◆ **Excerpt**:
--------------------------------------------------

Measuring the quality of life in black America

Painting an accurate picture is not difficult.  Useful measures of family income and cohesiveness, of home ownership, life expectancy, education levels, of unemployment and underemployment abound.  But among all the relevant data on the state of black America today one factor stands out: the growth of America’s public policy of racially selective policing, prosecution, and mass imprisonment of its black citizens over the past 30 years.  The operation of the crime control industry has left a distinctive, multidimensional and devastating mark on the lives of millions of black families and on the economic and social fabric of the communities in which they live.

About half the nation’s 2.2 million prisoners are black.  With only 36 million of us, that’s an astounding 3% of African Americans, counting all ages and both sexes, languishing behind bars, with a roughly equal number on probation, parole, house arrest or other court supervision. Almost one in three 18-year-old black males across the board is likely to catch a felony conviction, and in some communities nearly half the black male workforce under 40 have criminal records.  A felony conviction in America is a stunningly accurate predictor of a life of insecure employment at poverty-level wages and no health care, of fragile family ties, of low educational attainment and limited or no civic participation, and a strong likelihood of re-imprisonment.  Each month, tens of thousands of jobless, skill-less, stigmatized and often anti-socialized ex-prisoners are released back into communities that lack job and educational opportunities, where intact families are more the exception than the rule, and where upward social mobility is a myth.

Clearly, more than any other single public policy, the day to day operation of America’s crime control industry magnifies and exacerbates racial inequality, deepens black poverty, and wreaks widespread destabilization on black families and communities.  Among the many scholars and researchers who have persuasively argued and extensively documented these conditions is Dr. Paul Street of the Chicago Urban League in “The Vicious Circle:  Race, Prison, Jobs and Community in Chicago, Illinois and the Nation.”

So if you want to know where black families fare the worst, where the lowest wages and life expectancy are, where to find the highest unemployment and the greatest number of single parent households among African Americans, you don’t need an online survey.  You certainly don’t count the black businesses or the black elected officials.  You count the black prisoners, and the former prisoners, and the ruined communities they come from and are discharged into.  That’s what BC did, and here are the results.

The Ten Worst States in the US to be Black

Wisconsin leads the nation in the percentage of its black inhabitants under lock and key.  Just over four percent of black Wisconsin, including the very old and the very young of both sexes, are behind bars.  Most of the state’s African Americans reside in the Milwaukee area, and most of its black prisoners are drawn from just a handful of poor and economically deprived black communities where jobs, intact families and educational opportunities are the most scarce, and paroled back into those same neighborhoods.  So Wisconsin, and in particular the Milwaukee area justly merit the invidious distinction of the Worst Place in the Nation to be Black. 

Iowa, with only a small black population, is not far behind.  The crime control industries in Wisconsin and Iowa seem to have learned to make the most efficient use of the preferred human material available to them, locking up the few black inhabitants of those states at a rate 11.6 times higher than whites.

--------------------------------------------------

◆ **Problem set**:
**A.** Answer these questions using the excerpt on incarceration and black America:
(i) How many prisoners does the nation hold in total?
(ii) Which state has the highest percentage of its black inhabitants behind bars?
(iii) How many times higher than the rate for whites is the rate at which Wisconsin and Iowa lock up their black inhabitants?
**B.** Reproduce word for word the passage of the excerpt on incarceration and black America, from "Iowa, with only" up to and including "higher than whites.".
**C.** Carry on the essay on incarceration and black America, picking up after its final sentence.
The rows aren't needed for any of this.

◆ **Stored rows**:

--------------------------------------------------

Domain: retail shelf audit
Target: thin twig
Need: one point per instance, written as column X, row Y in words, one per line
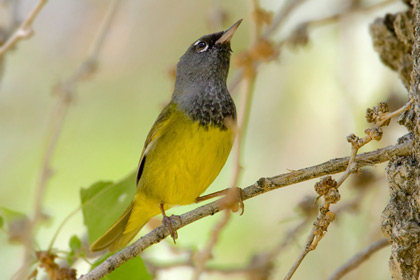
column 262, row 186
column 24, row 30
column 325, row 216
column 282, row 15
column 359, row 258
column 57, row 118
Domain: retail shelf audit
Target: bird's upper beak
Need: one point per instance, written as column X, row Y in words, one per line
column 228, row 34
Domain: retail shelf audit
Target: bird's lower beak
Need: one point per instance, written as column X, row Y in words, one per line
column 228, row 34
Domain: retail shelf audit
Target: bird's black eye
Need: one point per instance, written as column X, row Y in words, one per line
column 201, row 46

--------------------------------------------------

◆ **Answers to the exercise**:
**A.**
(i) 2.2 million
(ii) Wisconsin
(iii) 11.6 times

**B.**
Iowa, with only a small black population, is not far behind.  The crime control industries in Wisconsin and Iowa seem to have learned to make the most efficient use of the preferred human material available to them, locking up the few black inhabitants of those states at a rate 11.6 times higher than whites.

**C.**
Texas, the nation’s second largest state, is the third worst place to be black in America, and is in a class by itself, first because its extraordinary rate of black incarceration affects such a large population.  Only New York has more African Americans than Texas, and only the two relatively small states previously mentioned lock up a higher percentage of their black citizens.  Though California has 50 percent more people, Texas has a slightly larger prison population and only a 5 to 1 ratio between its black and white rates of imprisonment.  We may safely assume that since very few of its wealthy Texans are behind bars, Texas is just a very bad place to be poor, whether you’re black or not.

A total of 900,000 African Americans live in Oklahoma, Arizona, Delaware, Nevada, Oregon and Colorado, and another 2 million-plus in California, where the proportion of prisoners among total African Americans hovers just under 3 percent.

How Much Better is Better? How Much Worse is Worst?

The answer in both cases is, unfortunately: not much.  Only one hundredth of a percentage point separates Iowa’s 3.30% rate of black incarceration from that of Texas, with 3.29%.  Twenty-seven more states manage to lock up between 2 and 3% of their African American inhabitants, and only Maine, Hawaii and North Dakota fail to incarcerate more than 1.55% of blacks.  For whites, the national average ratio of prisoners to the general population is less than 4 tenths of one percent.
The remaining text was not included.